Text shown –
Bloc members support effective measures to fight crime, but they completely disagree with the current government's policies on incarceration because excessive incarceration and mandatory minimum sentences have already been tried in places like the United States. These measures have produced terrible results in the United States, which has the highest incarceration rate in the world. Some 25% of all prisoners in the world are in American prisons, yet this approach has not put a dent in the crime rate. Naturally, we oppose such measures.

We would not want Canada and Quebec to take the same route, which leads to increasingly violent crime and results in a portion of the population whose lives have been broken by excessive sentences and who are discouraged from getting an education or taking training to get a job. We do not want that in Canada. We know that that is what will happen. That is not what the government is announcing. That is not what it talked about.

We understand from the government's arguments that the only reason it is pursuing its policies is because they are popular with voters. Last week, it was appalling to hear them explain what had been the benefits of conditional sentences, which allowed judges to avoid sending an offender to crime school for a first offence, but instead to let the offender continue holding a job and therefore have stability in order to live an honest life, get an education for that purpose and, in the case of drug problems, go through addiction treatment under threat of serving time in prison if the offender did not attend treatment. Now, the government wants to eliminate this tool that judges had.

Work instruction 1 – According to the passage on incarceration, what share of all prisoners in the world are in American prisons?
Work instruction 2 – Write out everything in the passage on incarceration from "We understand from" down to "that judges had.", replacing "judges" with "courts".
The lines after this have nothing to do with the passage on incarceration.

Available data –

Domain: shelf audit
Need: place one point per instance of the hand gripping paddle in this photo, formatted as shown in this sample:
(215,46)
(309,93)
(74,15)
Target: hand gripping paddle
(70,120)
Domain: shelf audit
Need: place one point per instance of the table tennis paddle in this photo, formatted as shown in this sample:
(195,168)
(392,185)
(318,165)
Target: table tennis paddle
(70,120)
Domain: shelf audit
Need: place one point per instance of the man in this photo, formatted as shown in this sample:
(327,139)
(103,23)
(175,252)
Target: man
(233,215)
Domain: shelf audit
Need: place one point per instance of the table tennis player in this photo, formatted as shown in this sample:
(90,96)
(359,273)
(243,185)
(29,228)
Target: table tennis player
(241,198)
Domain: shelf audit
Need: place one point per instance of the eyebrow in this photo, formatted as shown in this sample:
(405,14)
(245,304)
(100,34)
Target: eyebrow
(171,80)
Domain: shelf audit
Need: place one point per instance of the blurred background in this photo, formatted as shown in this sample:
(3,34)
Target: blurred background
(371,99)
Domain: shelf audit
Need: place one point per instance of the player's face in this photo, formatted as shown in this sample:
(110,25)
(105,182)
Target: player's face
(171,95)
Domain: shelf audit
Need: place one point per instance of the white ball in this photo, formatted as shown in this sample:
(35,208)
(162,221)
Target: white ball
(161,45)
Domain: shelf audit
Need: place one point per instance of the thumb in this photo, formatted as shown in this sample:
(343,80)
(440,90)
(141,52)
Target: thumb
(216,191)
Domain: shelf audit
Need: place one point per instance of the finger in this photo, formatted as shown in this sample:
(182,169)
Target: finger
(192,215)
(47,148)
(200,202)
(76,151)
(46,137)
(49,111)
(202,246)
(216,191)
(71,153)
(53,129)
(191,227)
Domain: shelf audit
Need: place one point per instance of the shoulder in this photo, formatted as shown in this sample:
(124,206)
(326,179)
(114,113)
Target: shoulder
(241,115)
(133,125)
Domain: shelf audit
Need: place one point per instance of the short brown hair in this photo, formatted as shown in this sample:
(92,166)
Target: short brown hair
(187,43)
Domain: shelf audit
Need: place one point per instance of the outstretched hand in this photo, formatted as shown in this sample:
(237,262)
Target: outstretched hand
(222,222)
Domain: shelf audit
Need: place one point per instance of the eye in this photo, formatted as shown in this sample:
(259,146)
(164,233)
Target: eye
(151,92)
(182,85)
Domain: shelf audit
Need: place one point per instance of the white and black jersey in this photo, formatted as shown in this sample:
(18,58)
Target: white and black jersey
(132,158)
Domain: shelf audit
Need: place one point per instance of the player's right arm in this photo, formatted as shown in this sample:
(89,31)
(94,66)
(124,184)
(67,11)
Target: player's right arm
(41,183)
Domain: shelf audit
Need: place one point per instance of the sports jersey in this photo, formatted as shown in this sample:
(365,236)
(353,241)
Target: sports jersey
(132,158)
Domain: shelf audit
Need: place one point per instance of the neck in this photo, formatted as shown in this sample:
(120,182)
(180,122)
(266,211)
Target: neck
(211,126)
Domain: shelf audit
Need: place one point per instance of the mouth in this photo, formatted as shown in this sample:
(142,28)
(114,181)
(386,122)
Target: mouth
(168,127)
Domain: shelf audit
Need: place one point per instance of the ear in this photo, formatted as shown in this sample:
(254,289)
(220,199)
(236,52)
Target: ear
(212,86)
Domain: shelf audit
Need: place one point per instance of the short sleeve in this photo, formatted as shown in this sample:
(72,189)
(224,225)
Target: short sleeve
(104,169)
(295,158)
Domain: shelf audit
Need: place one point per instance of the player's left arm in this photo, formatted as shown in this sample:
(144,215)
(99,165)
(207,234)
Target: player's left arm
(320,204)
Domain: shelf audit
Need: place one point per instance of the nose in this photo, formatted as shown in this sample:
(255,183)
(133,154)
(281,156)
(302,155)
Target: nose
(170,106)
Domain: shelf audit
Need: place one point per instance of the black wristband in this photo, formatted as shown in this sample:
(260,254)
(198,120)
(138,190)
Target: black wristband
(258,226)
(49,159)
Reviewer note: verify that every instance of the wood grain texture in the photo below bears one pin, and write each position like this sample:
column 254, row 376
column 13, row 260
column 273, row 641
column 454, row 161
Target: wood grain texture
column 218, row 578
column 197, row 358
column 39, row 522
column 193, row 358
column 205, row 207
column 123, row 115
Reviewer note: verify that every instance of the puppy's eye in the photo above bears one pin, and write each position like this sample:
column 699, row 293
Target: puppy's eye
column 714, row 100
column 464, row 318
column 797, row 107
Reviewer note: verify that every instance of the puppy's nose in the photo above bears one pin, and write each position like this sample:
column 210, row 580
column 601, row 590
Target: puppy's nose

Written reply 1 – Some 25% of all prisoners in the world are in American prisons.

Written reply 2 –
We understand from the government's arguments that the only reason it is pursuing its policies is because they are popular with voters. Last week, it was appalling to hear them explain what had been the benefits of conditional sentences, which allowed courts to avoid sending an offender to crime school for a first offence, but instead to let the offender continue holding a job and therefore have stability in order to live an honest life, get an education for that purpose and, in the case of drug problems, go through addiction treatment under threat of serving time in prison if the offender did not attend treatment. Now, the government wants to eliminate this tool that courts had.